Restate the data exactly as given and keep the pictures out.

## Start Material for this exercise

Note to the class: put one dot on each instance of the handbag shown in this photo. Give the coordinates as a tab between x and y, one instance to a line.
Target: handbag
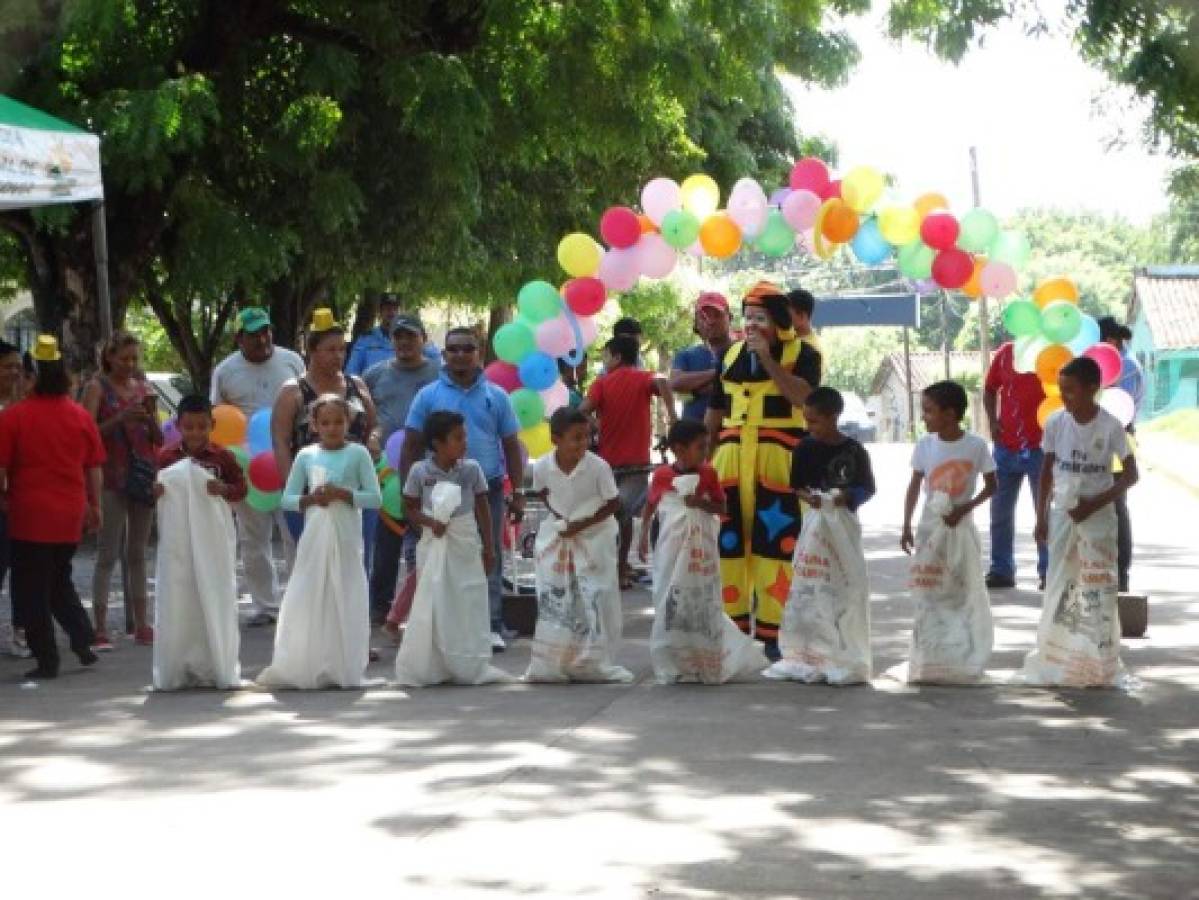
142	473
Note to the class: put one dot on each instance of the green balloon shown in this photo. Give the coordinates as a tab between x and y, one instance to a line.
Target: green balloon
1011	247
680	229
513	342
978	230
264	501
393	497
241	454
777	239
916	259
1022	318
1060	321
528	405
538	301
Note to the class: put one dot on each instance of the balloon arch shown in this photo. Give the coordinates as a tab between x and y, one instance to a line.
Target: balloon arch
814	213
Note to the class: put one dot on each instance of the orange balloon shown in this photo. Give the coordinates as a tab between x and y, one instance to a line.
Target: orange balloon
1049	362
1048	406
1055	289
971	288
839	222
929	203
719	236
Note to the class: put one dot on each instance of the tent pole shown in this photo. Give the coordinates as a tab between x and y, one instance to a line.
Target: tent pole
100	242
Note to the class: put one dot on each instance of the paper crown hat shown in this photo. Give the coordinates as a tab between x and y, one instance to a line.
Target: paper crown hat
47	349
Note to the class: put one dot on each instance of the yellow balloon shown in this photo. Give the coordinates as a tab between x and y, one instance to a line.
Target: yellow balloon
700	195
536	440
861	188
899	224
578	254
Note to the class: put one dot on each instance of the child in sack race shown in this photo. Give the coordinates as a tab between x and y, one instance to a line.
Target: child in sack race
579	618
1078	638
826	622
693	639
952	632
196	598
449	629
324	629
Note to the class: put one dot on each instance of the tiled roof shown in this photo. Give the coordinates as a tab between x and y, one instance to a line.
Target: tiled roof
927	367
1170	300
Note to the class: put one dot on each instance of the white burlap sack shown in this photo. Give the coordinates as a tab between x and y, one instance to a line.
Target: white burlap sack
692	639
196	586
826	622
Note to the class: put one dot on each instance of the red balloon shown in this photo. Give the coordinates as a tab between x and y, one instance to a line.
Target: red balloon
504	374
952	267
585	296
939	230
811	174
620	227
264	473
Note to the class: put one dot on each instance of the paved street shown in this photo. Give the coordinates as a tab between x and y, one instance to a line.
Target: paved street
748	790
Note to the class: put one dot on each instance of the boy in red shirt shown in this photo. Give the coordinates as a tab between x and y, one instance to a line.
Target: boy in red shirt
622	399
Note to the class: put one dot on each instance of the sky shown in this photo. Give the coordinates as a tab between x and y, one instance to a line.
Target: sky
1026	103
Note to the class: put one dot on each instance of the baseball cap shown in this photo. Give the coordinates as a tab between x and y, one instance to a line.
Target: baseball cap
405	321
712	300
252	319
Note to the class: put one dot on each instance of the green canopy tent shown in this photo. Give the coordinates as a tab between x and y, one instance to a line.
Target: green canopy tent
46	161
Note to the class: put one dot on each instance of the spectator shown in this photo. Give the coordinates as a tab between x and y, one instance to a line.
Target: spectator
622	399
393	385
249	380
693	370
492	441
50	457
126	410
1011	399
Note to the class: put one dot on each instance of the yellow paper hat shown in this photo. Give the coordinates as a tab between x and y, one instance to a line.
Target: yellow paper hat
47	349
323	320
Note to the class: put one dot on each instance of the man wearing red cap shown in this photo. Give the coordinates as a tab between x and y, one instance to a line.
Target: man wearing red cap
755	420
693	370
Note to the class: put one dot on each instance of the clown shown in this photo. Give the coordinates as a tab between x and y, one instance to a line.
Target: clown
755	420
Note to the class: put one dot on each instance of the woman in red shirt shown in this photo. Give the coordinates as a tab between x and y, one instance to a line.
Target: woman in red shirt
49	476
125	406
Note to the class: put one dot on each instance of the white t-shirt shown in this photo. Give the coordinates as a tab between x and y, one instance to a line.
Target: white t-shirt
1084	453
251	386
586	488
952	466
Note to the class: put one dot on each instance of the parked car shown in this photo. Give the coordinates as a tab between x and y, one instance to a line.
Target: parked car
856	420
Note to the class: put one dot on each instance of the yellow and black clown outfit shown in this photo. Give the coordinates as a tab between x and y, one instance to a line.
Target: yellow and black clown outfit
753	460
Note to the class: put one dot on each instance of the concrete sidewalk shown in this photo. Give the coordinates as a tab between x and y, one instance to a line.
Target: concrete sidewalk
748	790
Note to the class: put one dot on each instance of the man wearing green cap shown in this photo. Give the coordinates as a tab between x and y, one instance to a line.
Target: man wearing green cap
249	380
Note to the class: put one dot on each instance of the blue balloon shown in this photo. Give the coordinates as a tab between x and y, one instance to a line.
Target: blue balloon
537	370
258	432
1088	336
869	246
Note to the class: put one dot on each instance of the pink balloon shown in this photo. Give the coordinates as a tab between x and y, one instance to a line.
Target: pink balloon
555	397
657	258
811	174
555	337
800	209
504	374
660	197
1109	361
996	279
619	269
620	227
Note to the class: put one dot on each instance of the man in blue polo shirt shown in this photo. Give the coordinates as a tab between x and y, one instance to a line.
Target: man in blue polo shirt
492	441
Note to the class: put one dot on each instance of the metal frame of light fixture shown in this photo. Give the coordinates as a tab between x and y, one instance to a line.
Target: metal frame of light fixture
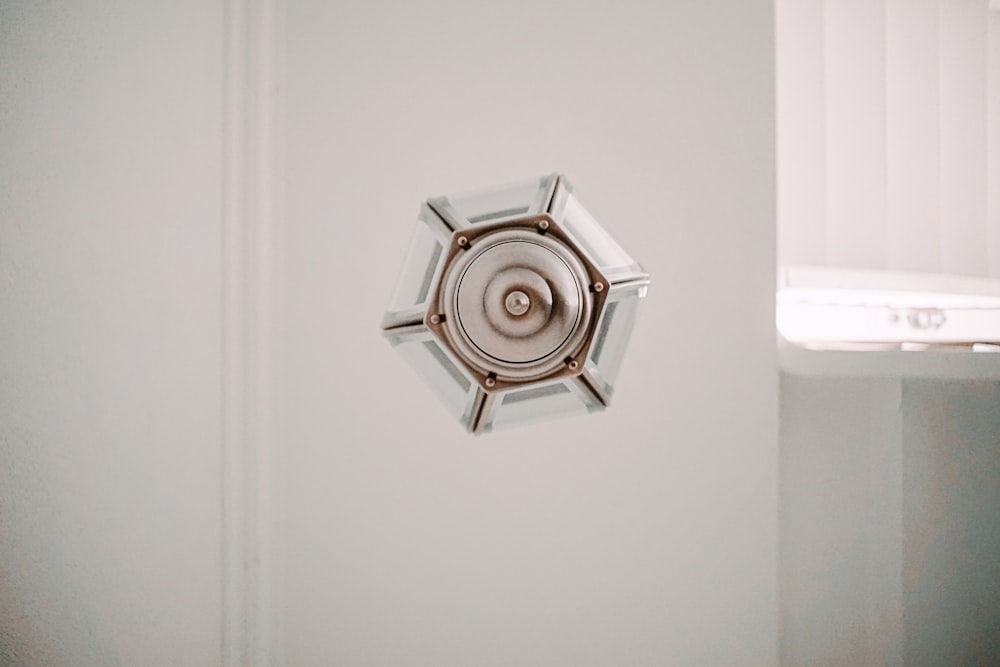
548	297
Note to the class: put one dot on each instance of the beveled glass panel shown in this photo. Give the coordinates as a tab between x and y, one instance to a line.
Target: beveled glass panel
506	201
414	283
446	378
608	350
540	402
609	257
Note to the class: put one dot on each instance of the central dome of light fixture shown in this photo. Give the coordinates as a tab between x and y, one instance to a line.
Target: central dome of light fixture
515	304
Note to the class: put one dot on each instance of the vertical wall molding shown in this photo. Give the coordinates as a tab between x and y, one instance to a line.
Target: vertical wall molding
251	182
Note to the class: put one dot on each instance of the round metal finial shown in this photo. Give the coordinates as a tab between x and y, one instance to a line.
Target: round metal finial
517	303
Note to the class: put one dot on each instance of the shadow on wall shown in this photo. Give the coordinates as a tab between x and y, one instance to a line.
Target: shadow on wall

## End Material for this exercise

▸ **Problem solution**:
Note to the class: put one dot on each instance of the handbag shown in this photo. Give the coordinates as a tab between x and y, one instance to a line.
Target: handbag
142	473
Note to the class: put one dot on each instance of the green balloon shown in this photo. Give the coordinates as a tab between x and y, one instance to a line.
Target: green balloon
1011	247
680	229
513	342
978	230
264	501
393	497
241	454
777	239
916	259
1022	318
1060	321
528	405
538	301
Note to the class: put one dot on each instance of the balloon arch shown in this photo. Give the coordinates as a tab between x and y, one instance to a line.
Target: balloon arch
814	213
Note to the class: put one dot on each instance of the orange balloon shown in this photo. Give the coordinates as a tab between x and y, one instance to a line.
Target: orange balloon
1049	362
1048	406
1055	289
971	288
839	222
929	203
719	236
Note to the class: put one dot on each instance of the tent pole shown in this photo. Give the coordinates as a tab between x and y, one instance to a line.
Target: tent pole
100	242
Note to the class: put one dot on each instance of the paper crown hat shown in this photo. Give the coordinates as a tab between x and y, one instance to a line.
Target: paper crown hat
47	349
Note to the class: put one dot on each instance of the yellow balloon shown in this photo. Give the coordinates as a tab between x and y, one instance to a line.
Target: yellow balloon
700	195
536	440
861	188
899	224
578	254
Note to the class: put one dot on each instance of the child in sack race shown in this photo. Give the coordinates as a tab between x and y, one instance to a line.
Target: child in sack race
579	618
1078	638
826	622
693	639
952	632
196	598
449	629
324	629
Note to the class: put one dot on each instance of the tiled roof shown in this photo. Give the coordinates as a tab between x and y, one instance to a line.
Target: tiled roof
927	367
1170	300
Note to the class: put one dot on each instance of the white burlap sack shown in this photo. Give the coordinates as a tab between x and y, one instance to a line.
Target: white burlap sack
692	639
196	586
826	622
Note to the class: put one dot on each instance of the red balloon shown in this photo. Give the coordinates as a tab between x and y, one instance to a line.
Target: red balloon
504	374
952	267
585	296
939	230
811	174
620	227
264	473
Note to the class: put one dot on each instance of the paved street shown in this photo. Give the coordinates as a tab between x and y, one instance to a line.
Target: paved street
748	790
Note to the class: put one dot on each instance of the boy in red shirt shown in this photo. Give the coordinates as a tab between x and y, one instance to a line.
Target: boy in red shirt
622	399
Note to the class: put one dot on each instance of the sky shown in this photo. Give the coordinates as a tab between x and y, one instance to a line.
Target: sky
1026	103
Note to the class: put one dot on each instance of the baseball cap shown in this photo. Give the coordinates as a tab between x and y, one instance to a line.
Target: baseball cap
405	321
712	300
252	319
Note to the class: put one dot on each instance of the green canopy tent shown in this photo. Give the coordinates as a tab between x and y, one instance to a line.
Target: green canopy tent
46	161
Note to the class: put one dot on each instance of the spectator shown in this photo. Give the coordinates as a tab between x and y, one instance to a line.
Target: spectator
622	399
393	385
249	380
693	370
492	441
50	457
126	410
1011	399
Note to the class: put one dot on each instance of the yellow paper hat shown in this photo. Give the coordinates as a tab between x and y, one instance to a line.
Target: yellow paper hat
47	349
323	320
Note to the class: put one dot on each instance of the man wearing red cap shown in this photo. Give the coordinates as a tab between x and y, one instance to a line.
Target: man wearing red cap
755	420
693	370
Note to the class: put one dot on each instance of the clown shown in this photo. Give the coordinates as a tab between x and y, one instance to a line.
Target: clown
755	420
Note to the class: put one dot on each instance of the woman in red shirt shown in this photo. Give the coordinates as a tab between x and y, one instance to a line.
Target: woman in red shirt
49	476
125	406
Note to the class: put one dot on each instance of the white t-shirt shown in this photo. Give the coordinates as a tab between x and y, one instance to a line.
Target: white t-shirt
1084	453
251	386
586	488
952	466
Note to the class: put one dot on each instance of the parked car shown in this photo. Give the coordinates as a tab between x and y, one instance to a line.
Target: parked car
856	420
Note to the class: put one dot on each instance of the yellow and black clown outfit shown in this photo. Give the coordinates as a tab between x and y, one instance to a line.
Target: yellow and black clown outfit
753	460
Note to the class: put one dot on each instance of the concrete sidewalk shown in this photo. Give the coordinates as a tab between x and y, one instance to a line.
Target: concrete sidewalk
748	790
Note to the class: put one dot on each instance of the man wearing green cap shown in this photo. Give the coordinates as a tab between x and y, one instance to a line.
Target: man wearing green cap
249	380
Note to the class: put one dot on each instance of the blue balloon shown in this photo. Give the coordinates as a tab between x and y, one instance to a line.
Target: blue balloon
537	370
258	432
1088	336
869	246
Note to the class: put one dot on each instance of the pink balloon shown in this photo. Give the coordinates as a tab between x and y, one instance to a line.
Target: pink balloon
555	397
657	258
811	174
555	337
800	209
504	374
660	197
1109	361
996	279
619	269
620	227
Note to the class: put one dot on each instance of the man in blue polo shirt shown in this photo. Give the coordinates as a tab between x and y, one instance to a line.
Target: man in blue polo shirt
492	441
Note to the class: put one dot on each instance of the metal frame of light fixture shown in this photo. Give the coordinates as a tab between x and y, one instance to a line.
Target: metal frame of light fixture
548	297
Note to the class: put one dot on each instance of the beveled glass panel shown in this photo. Give the coordinates as a tab between x and y, one instance to a line.
Target: beveled glass panel
506	201
414	283
446	378
608	350
540	402
609	257
Note to the class: put one dot on each instance of the central dome of light fixture shown in this photo. Give the coordinates as a tab between x and y, one instance to a line.
Target: central dome of light fixture
515	304
Note to the class: put one dot on each instance of the vertical wall molding shown in this photo. Give the coordinates as a tab between x and y, one instance to a line.
Target: vertical wall molding
251	182
Note to the class: put one dot on each instance of the round metal finial shown in this photo. Give the coordinates as a tab between x and y, one instance to a line.
Target: round metal finial
517	303
Note to the class: put one dot on each instance of the shadow on wall shown in this photo. Give the coordinates as a tab between x and y, one instance to a line.
Target: shadow on wall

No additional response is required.